Study text:
While telehealth for Medicaid patients isn’t a new tool, the delivery methods are certainly changing as access to technology increases. For many years, most Medicaid plans followed CMS guidelines that required that patients present to an “originating site” or a healthcare facility to connect with a remote provider. A recent evaluation of Medicaid plans throughout the country, however, indicates a major shift toward home-based care. While Medicare still strictly enforces originating site restrictions as well as restrictions for rural areas, many Medicaid plans are taking a more forward-thinking approach.
What Is An Originating Site?
An originating site is a medical office, hospital or affiliated site that facilitates telemedicine care for patients who can present in person. While originating site-based telemedicine can be valuable for increasing provider availability and delivering specialty care into underserved areas, it does not bridge what is often the largest barrier in access to care—transportation. Patients still struggle to present to the originating site, and they are often required to rely on transportation services with limited availability that can only transport the patient. By switching to home-based care delivery, patients are able to bypass transportation barriers while still receiving high-quality care for many diagnoses.
Changes To State Rules Have Made It Possible
According to the Center For Connected Health Policy’s State Telehealth Laws and Reimbursement Policy publication, Medicaid plans in 10 additional states now recognize the home as a valid originating site. Colorado, Delaware, Maryland, Michigan, Minnesota, Missouri, New York, Texas, Washington and Wyoming have all opted to forego facility-based care and enable patients to receive care in the home when medically appropriate.
Still a Long Way To Go
While the change is big move in the right direction, there are still many states who don’t allow care in the home for this often-underserved population. The report provides hope but notes that there is a long way to go to realizing full parity for all payers across the country. Some of this is significantly limited by state law while others still report significant disparity for reimbursement due to a lack of payment parity.

Study material:
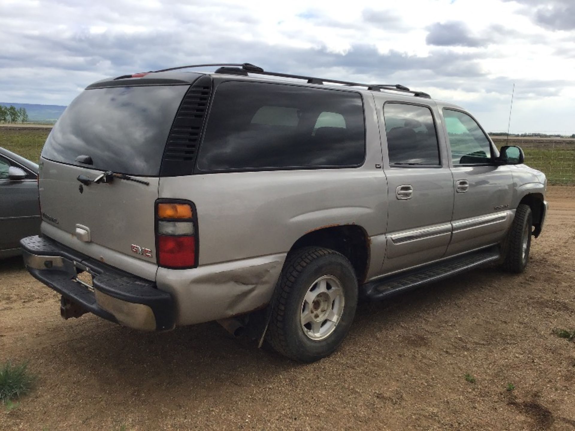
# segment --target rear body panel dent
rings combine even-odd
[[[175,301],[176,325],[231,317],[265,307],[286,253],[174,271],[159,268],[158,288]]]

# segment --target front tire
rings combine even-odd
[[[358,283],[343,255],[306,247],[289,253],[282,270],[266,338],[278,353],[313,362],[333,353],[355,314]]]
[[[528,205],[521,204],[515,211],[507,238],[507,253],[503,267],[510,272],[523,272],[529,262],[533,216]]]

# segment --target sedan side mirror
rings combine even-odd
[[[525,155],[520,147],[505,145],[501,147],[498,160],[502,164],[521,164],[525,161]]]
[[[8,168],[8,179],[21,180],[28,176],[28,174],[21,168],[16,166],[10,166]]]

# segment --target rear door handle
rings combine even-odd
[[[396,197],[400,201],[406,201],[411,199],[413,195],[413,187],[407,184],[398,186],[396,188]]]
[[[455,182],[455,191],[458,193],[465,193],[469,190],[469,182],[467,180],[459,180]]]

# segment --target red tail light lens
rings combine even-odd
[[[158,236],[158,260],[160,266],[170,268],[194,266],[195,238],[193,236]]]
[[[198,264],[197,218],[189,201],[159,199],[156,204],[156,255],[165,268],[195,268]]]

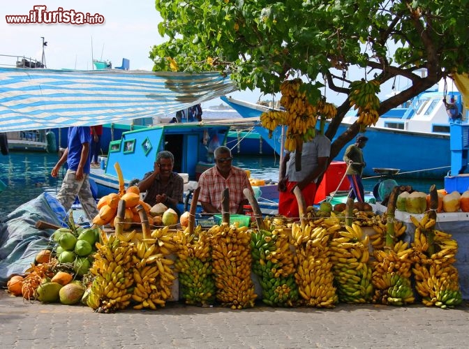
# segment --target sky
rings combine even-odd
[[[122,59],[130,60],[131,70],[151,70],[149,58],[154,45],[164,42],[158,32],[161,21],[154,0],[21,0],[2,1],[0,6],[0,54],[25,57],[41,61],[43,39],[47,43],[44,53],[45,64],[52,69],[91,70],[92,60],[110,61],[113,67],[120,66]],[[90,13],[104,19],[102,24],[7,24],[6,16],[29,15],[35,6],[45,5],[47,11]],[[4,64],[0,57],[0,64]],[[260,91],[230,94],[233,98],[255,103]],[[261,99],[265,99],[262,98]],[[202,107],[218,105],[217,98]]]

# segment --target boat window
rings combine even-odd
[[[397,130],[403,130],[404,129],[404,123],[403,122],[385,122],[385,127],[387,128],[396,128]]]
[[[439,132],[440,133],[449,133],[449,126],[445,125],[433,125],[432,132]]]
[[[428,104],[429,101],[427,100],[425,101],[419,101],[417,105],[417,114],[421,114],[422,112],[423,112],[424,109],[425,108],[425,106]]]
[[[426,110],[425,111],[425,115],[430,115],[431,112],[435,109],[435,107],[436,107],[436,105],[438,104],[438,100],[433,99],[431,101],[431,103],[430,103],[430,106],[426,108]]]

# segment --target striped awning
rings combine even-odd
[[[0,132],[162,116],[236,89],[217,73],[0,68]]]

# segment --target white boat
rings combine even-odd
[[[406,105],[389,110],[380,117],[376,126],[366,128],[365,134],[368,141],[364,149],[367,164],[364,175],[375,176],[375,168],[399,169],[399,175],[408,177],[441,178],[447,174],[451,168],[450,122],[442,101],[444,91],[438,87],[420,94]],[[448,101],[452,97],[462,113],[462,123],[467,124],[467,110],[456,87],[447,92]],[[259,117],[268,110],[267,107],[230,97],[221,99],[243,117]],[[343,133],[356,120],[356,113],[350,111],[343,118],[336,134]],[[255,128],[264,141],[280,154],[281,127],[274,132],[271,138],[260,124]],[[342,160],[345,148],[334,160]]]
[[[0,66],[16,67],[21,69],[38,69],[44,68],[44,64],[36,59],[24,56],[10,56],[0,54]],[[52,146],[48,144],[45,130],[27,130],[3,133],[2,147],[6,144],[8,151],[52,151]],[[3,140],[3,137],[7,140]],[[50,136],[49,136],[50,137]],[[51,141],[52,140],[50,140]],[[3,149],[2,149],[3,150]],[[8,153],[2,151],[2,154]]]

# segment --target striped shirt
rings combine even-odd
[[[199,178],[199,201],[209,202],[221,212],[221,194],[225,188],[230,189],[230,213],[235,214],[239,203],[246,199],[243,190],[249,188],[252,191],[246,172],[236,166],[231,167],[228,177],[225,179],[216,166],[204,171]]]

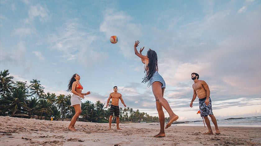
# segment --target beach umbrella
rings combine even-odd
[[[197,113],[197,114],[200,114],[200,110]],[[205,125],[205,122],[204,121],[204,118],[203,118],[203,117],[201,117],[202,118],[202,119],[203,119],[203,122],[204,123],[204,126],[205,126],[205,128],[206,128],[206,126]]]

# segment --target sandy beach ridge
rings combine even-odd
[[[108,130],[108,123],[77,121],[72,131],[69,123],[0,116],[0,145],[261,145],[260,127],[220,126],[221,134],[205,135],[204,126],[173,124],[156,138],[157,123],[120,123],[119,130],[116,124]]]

Goal of the exercise: Carry on the article on Medicaid telehealth from its last sentence. None of the items matter here.

Output below:
Schools Are Now An Option
One indication that we are moving toward more patient-focused care is the intermediate step of offering school-based telemedicine for students. According to the report, 16 states have now include schools as valid originating sites. One of the biggest barriers in providing school-based care, however, is the access to consent from parents and custodial adults. Telemedicine care often cannot be provided in school if there is no signed consent on file. By working with a solution like Mend, providers and schools can communicate seamlessly with parents to receive updates and request consents without the parent leaving work or being there in person. While school-based telemedicine does not apply to all patients or providers, it does provide a huge option to treat often underserved children in a location where they are already present. There is evidence to support improved treatment of chronic disease in children due to school-based telemedicine, and state Medicaid plans do appear to be shifting to accommodate this.
Telemedicine In The Home Is Becoming More Prevalent
While it’s not a perfect landscape, the access to telemedicine-based care in the home for patients with Medicaid is progressively getting more realistic. The increase in coverage and reduction in states with strict originating site requirements makes a large difference in the ability to deliver care. Now that smart phones, computers and high-speed internet connections can deliver low-cost internet into homes, patient not only have access to communication, but they are emerging as an appropriate, targeted group for telehealth in the home. As this innovation continues, we can expect more states and more payers to accept low-cost telemedicine alternatives to in-person care.